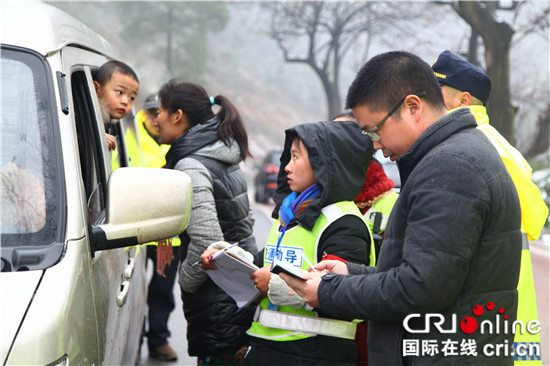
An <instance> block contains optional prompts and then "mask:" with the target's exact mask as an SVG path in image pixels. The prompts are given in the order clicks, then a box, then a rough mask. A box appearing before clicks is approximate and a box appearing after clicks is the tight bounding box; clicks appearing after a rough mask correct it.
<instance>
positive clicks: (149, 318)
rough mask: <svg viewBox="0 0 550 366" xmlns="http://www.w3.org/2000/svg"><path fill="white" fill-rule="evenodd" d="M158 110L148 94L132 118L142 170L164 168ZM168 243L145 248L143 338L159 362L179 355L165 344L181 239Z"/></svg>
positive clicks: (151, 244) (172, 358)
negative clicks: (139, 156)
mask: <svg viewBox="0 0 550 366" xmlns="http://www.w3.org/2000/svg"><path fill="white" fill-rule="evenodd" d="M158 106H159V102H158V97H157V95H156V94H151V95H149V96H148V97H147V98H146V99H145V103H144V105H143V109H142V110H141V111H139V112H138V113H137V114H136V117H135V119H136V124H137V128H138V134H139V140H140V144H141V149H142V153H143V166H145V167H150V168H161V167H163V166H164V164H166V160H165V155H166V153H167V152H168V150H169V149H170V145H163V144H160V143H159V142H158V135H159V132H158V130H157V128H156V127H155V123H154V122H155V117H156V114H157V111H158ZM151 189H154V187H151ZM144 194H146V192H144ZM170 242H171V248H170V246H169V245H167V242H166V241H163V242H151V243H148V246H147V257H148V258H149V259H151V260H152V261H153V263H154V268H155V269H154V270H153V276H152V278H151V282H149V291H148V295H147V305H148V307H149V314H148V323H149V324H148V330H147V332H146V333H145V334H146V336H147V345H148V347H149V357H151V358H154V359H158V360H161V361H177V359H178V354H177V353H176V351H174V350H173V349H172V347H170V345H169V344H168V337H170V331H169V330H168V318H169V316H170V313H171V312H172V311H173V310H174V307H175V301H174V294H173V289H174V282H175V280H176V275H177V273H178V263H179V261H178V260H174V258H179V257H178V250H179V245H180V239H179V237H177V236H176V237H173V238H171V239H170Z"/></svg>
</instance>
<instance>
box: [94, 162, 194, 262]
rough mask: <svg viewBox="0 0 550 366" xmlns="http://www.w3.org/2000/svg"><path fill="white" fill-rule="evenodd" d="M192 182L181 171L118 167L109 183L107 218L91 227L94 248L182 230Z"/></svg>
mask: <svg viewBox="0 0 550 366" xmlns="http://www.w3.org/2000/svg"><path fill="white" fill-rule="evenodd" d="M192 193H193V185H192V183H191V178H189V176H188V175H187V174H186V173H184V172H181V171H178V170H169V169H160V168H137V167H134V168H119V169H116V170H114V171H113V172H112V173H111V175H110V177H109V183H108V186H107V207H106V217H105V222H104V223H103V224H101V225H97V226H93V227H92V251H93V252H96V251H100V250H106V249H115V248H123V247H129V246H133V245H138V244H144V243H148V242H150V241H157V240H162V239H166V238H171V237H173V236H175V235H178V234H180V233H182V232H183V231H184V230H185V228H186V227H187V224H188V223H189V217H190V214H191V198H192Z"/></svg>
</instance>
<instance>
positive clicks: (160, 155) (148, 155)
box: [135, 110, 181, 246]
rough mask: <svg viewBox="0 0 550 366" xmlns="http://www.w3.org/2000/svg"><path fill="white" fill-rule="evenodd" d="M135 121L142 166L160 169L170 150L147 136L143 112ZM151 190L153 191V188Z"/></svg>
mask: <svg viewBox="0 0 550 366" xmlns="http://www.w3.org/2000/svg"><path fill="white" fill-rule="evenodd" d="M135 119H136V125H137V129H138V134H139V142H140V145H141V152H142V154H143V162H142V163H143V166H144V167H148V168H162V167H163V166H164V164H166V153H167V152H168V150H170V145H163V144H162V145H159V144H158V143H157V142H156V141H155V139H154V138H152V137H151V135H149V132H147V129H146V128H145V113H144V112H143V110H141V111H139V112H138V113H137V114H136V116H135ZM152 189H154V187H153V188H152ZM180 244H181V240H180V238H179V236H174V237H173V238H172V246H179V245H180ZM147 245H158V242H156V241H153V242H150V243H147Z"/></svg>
•••••
## Aim of the task
Your task is to reproduce the entries above word for word, from the first line through the line with "positive clicks: (151, 244) (172, 358)", and please leave out any pictures.

## Reply to the task
An <instance> block contains optional prompts and then "mask:" with the target's exact mask as an SVG path in image pixels. The prompts are given in the order clicks, then a box, then a rough mask. A box appearing before clicks is approximate and a box appearing after clicks is the tight bounding box; clicks appearing after a rough mask correct it.
<instance>
positive clicks: (149, 318)
rough mask: <svg viewBox="0 0 550 366" xmlns="http://www.w3.org/2000/svg"><path fill="white" fill-rule="evenodd" d="M158 110L148 94L132 118L142 170L164 168ZM168 243L145 248L143 338L159 362L179 355L165 344L181 239Z"/></svg>
positive clicks: (151, 244) (172, 358)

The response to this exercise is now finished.